Exercise set:
(a) According to the QEMU CPU hotplug discussion, where is the linked vCPU file descriptor placed when a CPU is hot-unplugged?
(b) Shorten the paragraph of the QEMU CPU hotplug discussion that opens with "But in case of running with KVM accelerator" into a bulleted list, preserving its main facts.
(c) Proceed with the QEMU CPU hotplug discussion, picking up after its last line.

--- Start Document text ---

But that's only KVM side of the equation. Assuming that we don't
touch KVM much, the only QEMU side is left.

Further lets call
 * vCPU - a kvm's part of CPU
 * CPU - QEMU object which is linked to vCPU via file descriptor.

In QEMU we have CPU devices which optionally might create vCPUs
during device realize time (if QEMU runs with KVM accelerator).

So from design point of view, I'd suggest to dynamically
create/remove CPU devices on demand using existing
 -device/device_add/device_del interface
like we do for other architectures.

But in case of running with KVM accelerator, to accommodate
current non dynamic ARM/KVM, I'd move vCPU creation to "kvm_init()"
time or board init time, so it would pre-create vCPUs in
KVM early in parked state and put them in 'kvm_parked_vcpus' list
but won't create CPU devices for them.

Then later when management adds CPU device either with
'-device' or 'device_add', a new CPU device will pick up
pre-created parked vCPU file descriptor and re-use it.

Parked vCPU infrastructure is already exists in QEMU as we use it
for hot-unplugged CPUs for the same reasons (it needs too much
refactoring on KVM side to really remove vCPU).

So when CPU is hot-unplugged, we put linked vCPU file descriptor
into kvm_parked_vcpus (see: kvm_destroy_vcpu) and completely delete
CPU device on QEMU side. Then when the same CPU is hot-plugged again,
we reuse previously parked vCPU file descriptor (see: kvm_get_vcpu).


> NOTE: I plan to share the patches with the community which includes
> both the changes of the Linux Kernel and the QEMU in near future.
> 
> 
> 
> > 1) here is what I could find on IDs topic
> >    https://lists.gnu.org/archive/html/qemu-block/2015-09/msg00011.html
> >   
> > > > >    if all the hotplug devices need to go under the *peripheral* 
> > > > > container while
> > > > > they are hotplugged and during object init time as well?  
> > > >
> > > > theoretically device_del may use QOM path (the later users can get with
> > > > query-hotpluggable-cpus),
> > > > but I think it's mostly debugging feature.  
> > >
> > >
> > > Sure.
> > >
> > >  
> > > > users are supposed to specify 'id' during -device/device_add if they 
> > > > are going
> > > > to manage that device.
> > > > afterwards (like unplugging it). Then they could use that 'id' in other 
> > > > commands
> > > > (including device_del)
> > > >
> > > > So 'id'-ed devices end up in 'peripheral' container.  
> > >
> > >
> > > Sure, what if hotplugged device is removed and then added again? It looks
> > > qmp_device_add() interface will again end up calling the 
> > > device_set_realized()
> > > which eventually would put hotplugged devices under "unattached" 
> > > container?

--- End Document text ---
--- Start Dataset ---

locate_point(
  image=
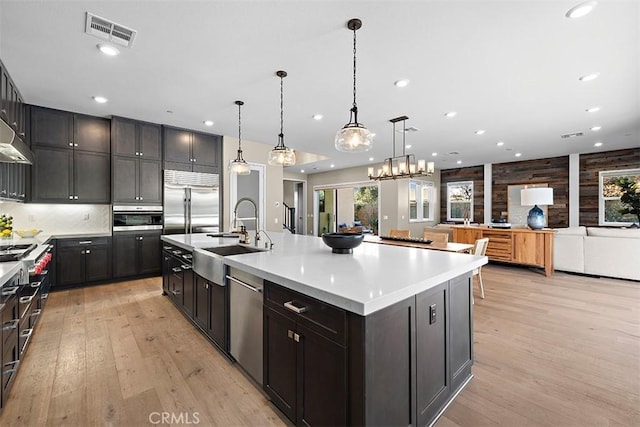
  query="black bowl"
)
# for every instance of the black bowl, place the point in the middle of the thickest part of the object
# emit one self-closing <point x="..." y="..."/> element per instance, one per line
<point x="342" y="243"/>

--- End Dataset ---
--- Start Dataset ---

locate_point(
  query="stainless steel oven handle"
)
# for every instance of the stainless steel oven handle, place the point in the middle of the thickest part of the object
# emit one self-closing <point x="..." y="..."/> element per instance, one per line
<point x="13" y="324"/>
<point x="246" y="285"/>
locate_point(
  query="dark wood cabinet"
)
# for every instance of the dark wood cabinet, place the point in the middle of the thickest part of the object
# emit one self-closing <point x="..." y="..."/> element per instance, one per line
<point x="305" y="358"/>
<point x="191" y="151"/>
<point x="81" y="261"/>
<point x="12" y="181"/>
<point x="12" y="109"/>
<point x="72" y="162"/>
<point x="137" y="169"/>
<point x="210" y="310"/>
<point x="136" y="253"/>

--- End Dataset ---

Answers for the tasks:
(a) It is placed in the kvm_parked_vcpus list (see kvm_destroy_vcpu).

(b)
- Applies when running with the KVM accelerator, to accommodate the current non-dynamic ARM/KVM.
- vCPU creation moves to kvm_init() time or board init time.
- vCPUs are pre-created early in KVM in a parked state.
- They are placed in the 'kvm_parked_vcpus' list.
- No CPU devices are created for them.

(c)
> > 
> > it won't, see call chain:
> > 
> >   qmp_device_add()  
> >       -> qdev_device_add()
> >           -> qdev_set_id()  
> 
> Ok, sure. I did see the qdev_set_id() interface. Infact, earlier I was 
> actually
> trying to play with it by making it more generic and adding even the 
> 'unattached'
> container handling to it(which is missing right now) and calling it inside the
> device_set_realized()  instead of below code:
> 
>         if (!obj->parent) {
>             gchar *name = g_strdup_printf("device[%d]", unattached_count++);
> 
>             object_property_add_child(container_get(qdev_get_machine(),
>                                                     "/unattached"),
>                                       name, obj, &error_abort);
>             unattached_parent = true;
>             g_free(name);
>         }
> 
> Idea of above dabbling was to have common interface for 'unattached' container
> and call it from virt.c from machvirt_init() where possible vcpus are being
> created. Force them to be located either inside 'unttached' or 'peripheral'
> container akin to the example you had given.
> 
> If we look at qdev_device_add() function, after setting dev->id using
> qdev_set_id() (which would also result in parenting of an object under
> 'peripheral' container), it calls the function to 'realize' the device/object
> which would end up in hitting above shared code excerpt and now because
> it will have the parent already set, the object won't go into 'unattached'
> container.
> 
> Currently, later cannot be controlled for the cold-lugged vcpus. Therefore,
> before this discussion my initial thought process was to either make
> qdev_set_id() universal (i.e. include handling for all type of containers
> unattached/peripheral/anonymous in qdev_set_id()). Then call it from
> machvirt_init() just before the vcpus have been 'realized' so that
> cold-plugged cpus could get into 'peripheral' container. This would help
> in hot-unplugging using the standard 'device_del' interface.

I think we understand cold-plugged vcpus differently.
>From QEMU point of view there are 2 kinds of cold-plugged CPU devices.

Ones that are currently created by board directly following pattern

 object_new()
 set properties
 relalize

these are created (lets call them builtin) in amount specified by -smp X
and are not manageable by external applications.

The second kind of cold-plugged CPUs are the ones created on command
line with help of:

 -device cpu-type-foo

these are created by management applications and could be hot-removed
if management supplied 'id'. For example libvirt starts qemu with 1
built-in cpu in paused mode (-s) QEMU, then it hotplugs via QMP N cpus
and lets VM run (it's essentially the same as using -device on CLI).
This way it can remove all CPUs except of 1st one which is good enough
in almost all the cases.

> Earlier, I was not sure if there was any special significance to the
> 'unattached' container - which by the discussion it looks there is not
> any and we could actually choose to place all of the cold-plugged vpus
> as well in the 'peripheral' container. Please correct me here if I
> have mis-understood anything here?
> 
> Now, assuming we are allowed to push all of the vcpus in the 'peripheral'
> container then I could simply call unmodified qdev_set_id() just before
> the 'realization' of the cold-plugged vcpus. And maybe we could generate
> the cpus-ids using auto generate function which has been mentioned in the
> link you shared and just like it is being done for the block devices.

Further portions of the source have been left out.